EXERCISE SET
- a) Retype the passage in the Volve build notes below, beginning at the words "The user defined" and stopping after "execute that scope.".
- b) According to the Volve build notes below, why do the user's listed requirements count as human-directed build intent?

TEXT SECTION
+===+

Build Position
This build is a real-data field-package processing system centered on Volve. It is not a toy schema exercise and it is not a reserve-booking engine.
It should be described explicitly as a user-directed proof-of-value / proof-of-concept built from open data, not as a production deployment and not as an integration into proprietary internal software.
The user defined the objective and kept narrowing the scope until the build had a concrete shape. The assistant implemented the mechanics needed to execute that scope.
The practical design rule was: preserve provenance, validate before normalization, canonicalize before scoring, and mark derived outputs honestly.
What Was Determined By Human Direction
These were not only isolated feature requests. They were the user-directed structure of the investigation and therefore count as human-directed build intent.
- Use real Volve data instead of a hypothetical demo schema.
- Validate all data before normalization.
- Support WAN access through MinIO and the app UI.
- Normalize all major data classes, not only high-priority subsets.
- Keep the workflow explicit and visible in the UI.
- Export outputs so the build can be inspected and defended.
- Explain clearly what is human, what is derived, and what is AI.
- Review IP and copyright exposure.
The user was also directing the build toward a harder question: whether open data could support a defendable payload-screening proof-of-concept, how difficult that would be, what could realistically be used, and what would still be missing before the result could become part of a production monetizable application.
These requirements therefore fixed the build boundary: use open data, keep secret software out of scope, make the result inspectable by colleagues, and optimize for defendability rather than novelty claims.
They also surfaced several draft-project conclusions that were added back into the build structure:
- spatial truth needs explicit CRS/ECEF discipline,
- identity resolution across wells and packages is a first-order problem,
- “data present” is not the same as “decision-grade,”
- artifact-level canonicalization matters even when deep native decode is incomplete,
- ranking and volumetrics must be presented as heuristic outputs, not false certainties.
What Was Determined By Assistant Engineering Decisions
The user set the goals. The assistant chose the implementation mechanics.
- One PostgreSQL cluster with schema separation instead of several independent databases.
- MinIO object storage as the WAN-safe field-package source.
- Phase-based pipeline: validate, normalize, enrich, score, estimate.
- Canonical-first architecture instead of scoring from raw archives.
- Coverage audit as an explicit package completeness ledger.

+===+

ENTRIES SUPPLIED

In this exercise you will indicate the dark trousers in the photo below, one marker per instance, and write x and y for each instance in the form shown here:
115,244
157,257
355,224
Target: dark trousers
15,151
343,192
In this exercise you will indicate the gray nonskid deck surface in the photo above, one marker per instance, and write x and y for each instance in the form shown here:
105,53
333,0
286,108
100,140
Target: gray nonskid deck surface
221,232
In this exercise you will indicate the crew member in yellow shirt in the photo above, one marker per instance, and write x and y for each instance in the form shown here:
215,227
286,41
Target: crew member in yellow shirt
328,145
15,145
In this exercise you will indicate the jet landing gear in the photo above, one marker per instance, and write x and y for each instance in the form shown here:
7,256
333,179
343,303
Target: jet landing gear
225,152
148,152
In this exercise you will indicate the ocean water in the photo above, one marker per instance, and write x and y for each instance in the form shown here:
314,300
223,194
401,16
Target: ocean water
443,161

+===+

WRITTEN ANSWERS
- a)
The user defined the objective and kept narrowing the scope until the build had a concrete shape. The assistant implemented the mechanics needed to execute that scope.

- b) They count as human-directed build intent because they were more than isolated feature requests. They formed the user-directed structure of the investigation.